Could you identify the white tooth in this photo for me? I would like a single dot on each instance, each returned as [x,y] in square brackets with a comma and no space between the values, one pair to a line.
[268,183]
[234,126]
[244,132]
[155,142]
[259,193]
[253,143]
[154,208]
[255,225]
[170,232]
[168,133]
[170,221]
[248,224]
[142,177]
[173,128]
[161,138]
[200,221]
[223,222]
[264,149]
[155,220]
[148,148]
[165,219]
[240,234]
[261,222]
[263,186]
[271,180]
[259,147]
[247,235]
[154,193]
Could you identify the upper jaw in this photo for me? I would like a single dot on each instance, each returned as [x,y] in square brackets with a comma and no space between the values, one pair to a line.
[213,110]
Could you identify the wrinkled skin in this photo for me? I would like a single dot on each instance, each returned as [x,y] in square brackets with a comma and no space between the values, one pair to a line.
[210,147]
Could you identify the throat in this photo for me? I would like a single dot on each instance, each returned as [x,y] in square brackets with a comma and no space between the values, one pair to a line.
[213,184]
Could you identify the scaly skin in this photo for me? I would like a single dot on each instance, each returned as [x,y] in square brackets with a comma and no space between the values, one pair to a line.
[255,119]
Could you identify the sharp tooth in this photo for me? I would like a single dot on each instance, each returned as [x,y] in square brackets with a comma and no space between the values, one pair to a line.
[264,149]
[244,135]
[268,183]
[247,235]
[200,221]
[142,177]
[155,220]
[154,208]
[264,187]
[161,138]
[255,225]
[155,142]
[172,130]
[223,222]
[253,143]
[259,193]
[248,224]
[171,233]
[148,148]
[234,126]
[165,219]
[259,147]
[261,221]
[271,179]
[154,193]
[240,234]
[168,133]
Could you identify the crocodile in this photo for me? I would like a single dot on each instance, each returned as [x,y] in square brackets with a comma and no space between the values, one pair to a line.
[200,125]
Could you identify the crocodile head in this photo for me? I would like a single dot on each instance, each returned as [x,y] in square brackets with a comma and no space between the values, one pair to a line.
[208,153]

* [WHAT IS EXPECTED]: Restate the line containing "Could you identify the scaly" and every remaining line of the records word for word. Add nothing.

* [RESULT OF THIS TASK]:
Could you identify the scaly skin in this photo for me? I would like a single dot on each instance, each returned as [x,y] in square brackets with a comma and no space between the values, one pair to a line.
[255,119]
Could you identify the sharp tooth in this photo for me? I would like a single dot on each instance, each returned as [x,y] in square brackets with a comma and no space between the values, one pair to a line.
[264,149]
[244,135]
[268,183]
[247,235]
[200,221]
[142,177]
[155,220]
[154,208]
[264,187]
[161,138]
[255,225]
[155,142]
[172,130]
[223,222]
[253,143]
[259,193]
[248,224]
[171,233]
[148,148]
[234,126]
[165,219]
[259,147]
[261,221]
[271,179]
[154,193]
[240,234]
[168,133]
Could you identify the crocodile in this photo for me? I would like a single dot on each instance, each returned as [x,y] in square brackets with a comma and no space between the values, one pair to a line.
[200,125]
Could you identify the crocodile head in this photo for me? I would like a single dot on each instance, each returned as [x,y] in square brackets with a comma and no space between the values, one pair to a line.
[208,153]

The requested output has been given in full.